_Directive_.
Pull every line from the data below that contains the string "logo". Matching is case-sensitive.

_Supplied data_.
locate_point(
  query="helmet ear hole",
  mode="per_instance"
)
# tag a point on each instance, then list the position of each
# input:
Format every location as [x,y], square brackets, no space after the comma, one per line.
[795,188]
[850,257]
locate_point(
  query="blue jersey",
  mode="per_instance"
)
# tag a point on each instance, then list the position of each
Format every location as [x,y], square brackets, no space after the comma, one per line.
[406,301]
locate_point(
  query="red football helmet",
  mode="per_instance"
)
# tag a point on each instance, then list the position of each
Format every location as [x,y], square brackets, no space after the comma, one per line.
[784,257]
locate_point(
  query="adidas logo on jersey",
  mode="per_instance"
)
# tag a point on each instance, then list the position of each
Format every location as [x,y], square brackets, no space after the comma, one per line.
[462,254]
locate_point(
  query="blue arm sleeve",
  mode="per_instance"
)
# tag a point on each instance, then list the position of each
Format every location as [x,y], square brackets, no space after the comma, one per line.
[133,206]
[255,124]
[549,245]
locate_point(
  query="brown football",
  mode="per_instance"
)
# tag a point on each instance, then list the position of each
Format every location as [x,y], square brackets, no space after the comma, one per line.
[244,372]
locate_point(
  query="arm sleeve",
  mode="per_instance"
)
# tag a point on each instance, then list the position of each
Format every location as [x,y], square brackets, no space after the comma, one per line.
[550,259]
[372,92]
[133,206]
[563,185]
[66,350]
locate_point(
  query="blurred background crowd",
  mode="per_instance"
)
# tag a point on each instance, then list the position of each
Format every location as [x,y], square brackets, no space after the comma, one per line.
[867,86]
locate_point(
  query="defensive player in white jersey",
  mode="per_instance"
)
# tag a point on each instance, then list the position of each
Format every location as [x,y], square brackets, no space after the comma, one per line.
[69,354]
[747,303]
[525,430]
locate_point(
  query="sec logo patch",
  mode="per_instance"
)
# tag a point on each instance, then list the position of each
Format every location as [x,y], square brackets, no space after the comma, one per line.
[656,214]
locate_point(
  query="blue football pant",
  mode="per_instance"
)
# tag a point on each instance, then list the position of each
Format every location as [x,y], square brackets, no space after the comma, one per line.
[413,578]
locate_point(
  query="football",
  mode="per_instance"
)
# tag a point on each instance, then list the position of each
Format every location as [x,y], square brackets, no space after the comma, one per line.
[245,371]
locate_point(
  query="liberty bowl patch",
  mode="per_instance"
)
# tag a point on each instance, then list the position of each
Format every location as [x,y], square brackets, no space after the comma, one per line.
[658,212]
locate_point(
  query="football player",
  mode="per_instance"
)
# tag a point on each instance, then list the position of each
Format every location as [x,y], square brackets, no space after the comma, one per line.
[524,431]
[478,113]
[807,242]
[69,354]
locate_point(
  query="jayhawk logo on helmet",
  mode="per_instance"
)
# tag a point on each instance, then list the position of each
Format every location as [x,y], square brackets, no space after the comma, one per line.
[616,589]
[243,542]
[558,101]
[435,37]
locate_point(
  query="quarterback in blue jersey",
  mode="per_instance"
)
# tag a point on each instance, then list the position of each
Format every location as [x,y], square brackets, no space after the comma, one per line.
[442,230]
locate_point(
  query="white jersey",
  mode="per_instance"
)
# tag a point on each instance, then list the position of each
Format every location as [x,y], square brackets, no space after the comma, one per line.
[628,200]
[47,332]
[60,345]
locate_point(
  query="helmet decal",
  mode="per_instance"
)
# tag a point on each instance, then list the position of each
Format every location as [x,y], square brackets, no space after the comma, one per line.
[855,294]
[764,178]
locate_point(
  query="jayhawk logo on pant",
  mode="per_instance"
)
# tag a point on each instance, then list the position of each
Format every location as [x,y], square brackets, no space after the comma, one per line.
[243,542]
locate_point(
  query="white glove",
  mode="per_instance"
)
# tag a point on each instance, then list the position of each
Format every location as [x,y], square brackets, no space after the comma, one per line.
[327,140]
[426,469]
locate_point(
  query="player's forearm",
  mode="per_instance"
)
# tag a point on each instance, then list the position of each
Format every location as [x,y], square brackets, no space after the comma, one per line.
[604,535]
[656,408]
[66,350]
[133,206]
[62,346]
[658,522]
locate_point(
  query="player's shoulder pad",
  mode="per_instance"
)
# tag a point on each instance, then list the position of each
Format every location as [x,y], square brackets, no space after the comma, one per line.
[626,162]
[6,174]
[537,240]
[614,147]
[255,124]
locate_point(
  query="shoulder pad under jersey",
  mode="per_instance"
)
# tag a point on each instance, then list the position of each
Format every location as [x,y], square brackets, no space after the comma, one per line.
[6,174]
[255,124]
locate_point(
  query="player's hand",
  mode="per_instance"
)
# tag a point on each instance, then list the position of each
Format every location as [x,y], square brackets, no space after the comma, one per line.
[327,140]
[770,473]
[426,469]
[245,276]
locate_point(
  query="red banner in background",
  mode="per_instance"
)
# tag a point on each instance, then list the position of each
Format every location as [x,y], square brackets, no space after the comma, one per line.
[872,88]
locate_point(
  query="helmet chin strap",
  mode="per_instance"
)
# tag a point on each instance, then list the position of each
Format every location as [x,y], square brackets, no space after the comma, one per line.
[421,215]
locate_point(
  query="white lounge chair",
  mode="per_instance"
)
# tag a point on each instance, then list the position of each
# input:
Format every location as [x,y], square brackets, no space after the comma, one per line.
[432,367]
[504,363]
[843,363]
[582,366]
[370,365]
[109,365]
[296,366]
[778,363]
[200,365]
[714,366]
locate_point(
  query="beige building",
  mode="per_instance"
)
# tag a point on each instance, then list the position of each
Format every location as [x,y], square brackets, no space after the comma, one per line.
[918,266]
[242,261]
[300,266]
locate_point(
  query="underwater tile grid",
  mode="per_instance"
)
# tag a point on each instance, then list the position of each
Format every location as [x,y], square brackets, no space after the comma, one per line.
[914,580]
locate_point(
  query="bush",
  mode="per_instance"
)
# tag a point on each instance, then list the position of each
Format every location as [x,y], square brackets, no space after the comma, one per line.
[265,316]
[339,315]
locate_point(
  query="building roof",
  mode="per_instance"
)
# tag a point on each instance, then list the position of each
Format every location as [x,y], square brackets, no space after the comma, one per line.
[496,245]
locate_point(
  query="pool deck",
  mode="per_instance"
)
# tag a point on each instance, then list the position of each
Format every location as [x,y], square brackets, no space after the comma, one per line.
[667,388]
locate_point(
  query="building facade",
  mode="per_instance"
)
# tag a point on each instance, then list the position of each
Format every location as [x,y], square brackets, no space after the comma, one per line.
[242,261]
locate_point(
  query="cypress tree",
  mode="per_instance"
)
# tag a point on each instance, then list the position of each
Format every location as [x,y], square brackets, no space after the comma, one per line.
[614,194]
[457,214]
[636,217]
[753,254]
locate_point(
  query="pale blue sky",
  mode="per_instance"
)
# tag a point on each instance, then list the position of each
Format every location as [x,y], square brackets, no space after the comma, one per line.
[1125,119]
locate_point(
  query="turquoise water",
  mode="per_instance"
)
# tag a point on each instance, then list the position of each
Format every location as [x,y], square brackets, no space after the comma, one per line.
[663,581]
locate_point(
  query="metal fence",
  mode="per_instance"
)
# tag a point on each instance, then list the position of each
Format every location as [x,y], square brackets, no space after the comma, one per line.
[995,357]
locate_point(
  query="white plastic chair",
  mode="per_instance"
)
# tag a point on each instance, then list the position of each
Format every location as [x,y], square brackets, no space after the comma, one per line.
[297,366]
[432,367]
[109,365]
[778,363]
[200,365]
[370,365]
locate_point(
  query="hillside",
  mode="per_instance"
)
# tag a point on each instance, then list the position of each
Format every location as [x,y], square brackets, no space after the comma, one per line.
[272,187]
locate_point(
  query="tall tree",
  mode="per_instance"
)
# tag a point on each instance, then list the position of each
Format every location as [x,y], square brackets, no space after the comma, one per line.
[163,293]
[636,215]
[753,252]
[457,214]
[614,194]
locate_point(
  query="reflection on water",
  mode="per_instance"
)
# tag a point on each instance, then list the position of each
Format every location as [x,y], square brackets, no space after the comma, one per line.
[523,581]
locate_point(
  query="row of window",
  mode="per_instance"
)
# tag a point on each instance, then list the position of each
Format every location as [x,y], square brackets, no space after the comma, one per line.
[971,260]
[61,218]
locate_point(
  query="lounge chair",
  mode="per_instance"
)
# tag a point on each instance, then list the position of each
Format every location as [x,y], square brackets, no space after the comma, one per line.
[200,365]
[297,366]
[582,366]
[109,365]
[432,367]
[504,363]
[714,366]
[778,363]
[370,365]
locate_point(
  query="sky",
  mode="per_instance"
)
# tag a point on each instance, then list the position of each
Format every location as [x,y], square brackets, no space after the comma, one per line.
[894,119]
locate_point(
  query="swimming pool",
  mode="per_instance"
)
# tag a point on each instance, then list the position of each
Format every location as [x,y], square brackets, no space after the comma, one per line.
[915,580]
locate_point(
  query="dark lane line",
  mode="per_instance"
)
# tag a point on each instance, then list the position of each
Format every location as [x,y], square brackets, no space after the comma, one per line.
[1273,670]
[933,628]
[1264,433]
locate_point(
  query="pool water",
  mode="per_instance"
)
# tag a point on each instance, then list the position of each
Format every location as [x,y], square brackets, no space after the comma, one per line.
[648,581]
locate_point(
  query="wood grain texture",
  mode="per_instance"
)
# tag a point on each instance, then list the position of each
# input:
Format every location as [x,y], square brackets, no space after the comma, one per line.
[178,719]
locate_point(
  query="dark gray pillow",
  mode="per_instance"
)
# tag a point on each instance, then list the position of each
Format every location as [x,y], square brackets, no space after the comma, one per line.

_Response for this exercise_.
  query="adidas logo on jersey",
  query="sec logo patch",
  query="jayhawk logo on helmet",
  query="jayhawk logo on pant",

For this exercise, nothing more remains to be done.